SOURCE TEXT:
■ ■ ■ ■ ■ ■ ■

I learned something from art today

In the gym this morning, I watched Silvia Beck’s documentary “Michael Nyman – Composer in Progress“. This fascinating portrait not only distracted me from the fact that I was exhausting myself in monotonous exercise, but thrilled me so much that I jotted down some notes for this blog entry right after my workout. The documentary made me think about art and movies – and how they connect with the work and passion I put into Social Business (aka Enterprise 2.0).

Michal Nyman is a multifaceted artist: composer, conductor, pianist, author, music theorist, photographer and film maker. His name may not sound familiar, but probably some of his music does. He composed the compelling soundtrack for Oscar-winning masterpiece “The Piano” (the album became a bestseller in its own right) and for several films directed by Peter Greenaway (inlcuding Prospero’s Books which I like a lot).

I was very surprised to learn that Nyman wrote the music for “The Piano” without watching a single scene from the film. “I do not want to decorate a movie, but add something that could stand for its own”, says the composer . This view is supported by director Volker Schlöndorff who recounts that Nyman’s music for “The Ogre” makes some hidden aspects of the movie’s story perceivable (e. g. the main character’s hubris or the hidden dissent in the castle). Schlöndorff adds: “Michael Nyman is a great composer for a director, maybe not for the producer”.

So how does this connect to Social Business? In my job, I strive to conduct a mass movement, but I also need to cater for the director and the producer. A lot of blog posts and publications I recently saw on Social Business were geared towards the producers – the guys who provide the funding for our activities and want to see a solid return on investment. And don’t get me wrong: Social Business must deliver business value. However, as “raison d’être”, contributing to a company’s financial performance would not be enough.

Think of the movies: They are financed because the producers hope to make a profit. But they are made because the director, the screenwriter, the actors, the composer, etc. want to create something that is connected to an idea larger than itself and that touches people’s heart and soul. This may not be true for every movie you have ever watched, but certainly for those that you feel passionate about.

A few years ago, my husband and I met Glenn Cotter. He is a digital artist and has contributed visual effects to numerous movies – many of them blockbusters like “The last Samurai” or “The Avengers”. When we asked him about his work, he described how he made scenes shot in contemporary locations turn into something that looks like decades or centuries ago (at least that’s what he did in 2003). We could feel that this complex artwork is a labor of love, and that for him it’s not primarily about the economic performance of a movie, but more about the idea and the beauty of the piece of art he helps to create. His filmography shows that this approach does not keep the movies from becoming very successful.

■ ■ ■ ■ ■ ■ ■

STORED DATA:
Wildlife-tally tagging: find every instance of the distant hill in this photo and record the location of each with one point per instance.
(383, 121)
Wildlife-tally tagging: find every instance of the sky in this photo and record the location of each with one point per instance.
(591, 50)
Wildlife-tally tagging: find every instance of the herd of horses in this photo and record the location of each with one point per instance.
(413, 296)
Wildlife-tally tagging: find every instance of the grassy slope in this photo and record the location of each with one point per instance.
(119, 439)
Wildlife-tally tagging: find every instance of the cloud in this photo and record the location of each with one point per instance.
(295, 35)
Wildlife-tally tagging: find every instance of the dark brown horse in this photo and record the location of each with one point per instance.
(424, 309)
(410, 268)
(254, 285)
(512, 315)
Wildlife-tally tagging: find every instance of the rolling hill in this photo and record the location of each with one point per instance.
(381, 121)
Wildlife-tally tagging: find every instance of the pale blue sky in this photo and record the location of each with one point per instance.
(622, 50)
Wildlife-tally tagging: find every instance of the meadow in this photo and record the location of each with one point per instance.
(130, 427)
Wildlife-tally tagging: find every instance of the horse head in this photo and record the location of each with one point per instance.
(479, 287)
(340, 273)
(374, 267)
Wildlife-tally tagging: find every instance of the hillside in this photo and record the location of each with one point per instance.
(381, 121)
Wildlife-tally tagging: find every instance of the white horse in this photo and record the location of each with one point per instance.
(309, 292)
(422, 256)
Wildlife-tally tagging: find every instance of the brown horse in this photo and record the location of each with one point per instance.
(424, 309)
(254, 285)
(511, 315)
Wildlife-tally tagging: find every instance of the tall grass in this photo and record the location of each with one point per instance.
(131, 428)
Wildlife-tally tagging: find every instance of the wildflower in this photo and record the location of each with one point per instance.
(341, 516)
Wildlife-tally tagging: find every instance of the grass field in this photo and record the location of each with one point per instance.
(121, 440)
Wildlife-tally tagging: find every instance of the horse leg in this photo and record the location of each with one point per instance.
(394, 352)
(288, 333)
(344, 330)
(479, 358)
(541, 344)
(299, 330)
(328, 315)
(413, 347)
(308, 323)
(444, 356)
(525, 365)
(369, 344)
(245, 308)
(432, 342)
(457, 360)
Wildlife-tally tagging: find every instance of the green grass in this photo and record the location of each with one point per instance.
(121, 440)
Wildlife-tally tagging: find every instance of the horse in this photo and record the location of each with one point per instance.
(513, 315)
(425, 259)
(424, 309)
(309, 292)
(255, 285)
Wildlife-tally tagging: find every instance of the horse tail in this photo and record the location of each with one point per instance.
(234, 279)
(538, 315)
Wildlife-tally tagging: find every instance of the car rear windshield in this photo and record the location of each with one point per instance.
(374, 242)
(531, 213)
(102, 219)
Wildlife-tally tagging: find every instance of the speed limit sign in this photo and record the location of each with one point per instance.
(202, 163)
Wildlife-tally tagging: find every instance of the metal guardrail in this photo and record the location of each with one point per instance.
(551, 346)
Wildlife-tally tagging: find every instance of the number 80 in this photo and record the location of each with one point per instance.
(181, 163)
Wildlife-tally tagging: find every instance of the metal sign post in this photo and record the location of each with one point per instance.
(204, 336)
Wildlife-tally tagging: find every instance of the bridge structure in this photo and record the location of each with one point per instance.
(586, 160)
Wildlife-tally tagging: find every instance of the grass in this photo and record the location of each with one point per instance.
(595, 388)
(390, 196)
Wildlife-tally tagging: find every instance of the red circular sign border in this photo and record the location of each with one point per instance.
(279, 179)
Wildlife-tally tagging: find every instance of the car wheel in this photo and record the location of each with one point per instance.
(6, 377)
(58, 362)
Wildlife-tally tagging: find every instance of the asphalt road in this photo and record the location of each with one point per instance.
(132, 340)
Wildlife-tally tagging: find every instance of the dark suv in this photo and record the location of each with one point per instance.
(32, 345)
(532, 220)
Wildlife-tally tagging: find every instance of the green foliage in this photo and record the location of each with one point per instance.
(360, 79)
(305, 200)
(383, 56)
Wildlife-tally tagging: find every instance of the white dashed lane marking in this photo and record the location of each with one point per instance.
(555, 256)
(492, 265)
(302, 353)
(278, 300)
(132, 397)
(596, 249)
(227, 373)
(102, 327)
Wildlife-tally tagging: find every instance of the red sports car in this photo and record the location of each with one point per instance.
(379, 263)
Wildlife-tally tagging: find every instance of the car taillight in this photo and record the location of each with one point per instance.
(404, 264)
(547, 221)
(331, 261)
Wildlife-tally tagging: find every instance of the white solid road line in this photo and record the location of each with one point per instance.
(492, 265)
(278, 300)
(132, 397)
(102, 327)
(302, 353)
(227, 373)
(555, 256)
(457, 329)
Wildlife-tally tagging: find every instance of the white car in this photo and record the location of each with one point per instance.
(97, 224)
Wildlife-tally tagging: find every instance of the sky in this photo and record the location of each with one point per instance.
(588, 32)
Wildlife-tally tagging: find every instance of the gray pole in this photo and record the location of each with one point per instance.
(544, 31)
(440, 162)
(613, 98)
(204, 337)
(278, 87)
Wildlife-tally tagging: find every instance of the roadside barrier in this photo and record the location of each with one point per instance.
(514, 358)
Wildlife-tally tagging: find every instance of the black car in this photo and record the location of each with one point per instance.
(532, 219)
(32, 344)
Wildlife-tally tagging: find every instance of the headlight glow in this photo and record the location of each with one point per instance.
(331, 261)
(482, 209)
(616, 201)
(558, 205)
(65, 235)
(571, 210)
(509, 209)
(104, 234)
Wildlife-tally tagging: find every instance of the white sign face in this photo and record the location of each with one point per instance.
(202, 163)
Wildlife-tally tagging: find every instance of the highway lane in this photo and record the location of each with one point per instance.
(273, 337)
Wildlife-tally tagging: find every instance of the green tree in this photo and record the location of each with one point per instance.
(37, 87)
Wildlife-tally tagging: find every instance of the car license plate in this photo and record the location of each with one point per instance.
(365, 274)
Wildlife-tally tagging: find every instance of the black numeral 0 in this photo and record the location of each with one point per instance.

■ ■ ■ ■ ■ ■ ■

TO BE DONE:
Restate the stretch of the blog post from "Think of the" through "feel passionate about.", swapping "producers" for "financiers".

TASK RESPONSE:
Think of the movies: They are financed because the financiers hope to make a profit. But they are made because the director, the screenwriter, the actors, the composer, etc. want to create something that is connected to an idea larger than itself and that touches people’s heart and soul. This may not be true for every movie you have ever watched, but certainly for those that you feel passionate about.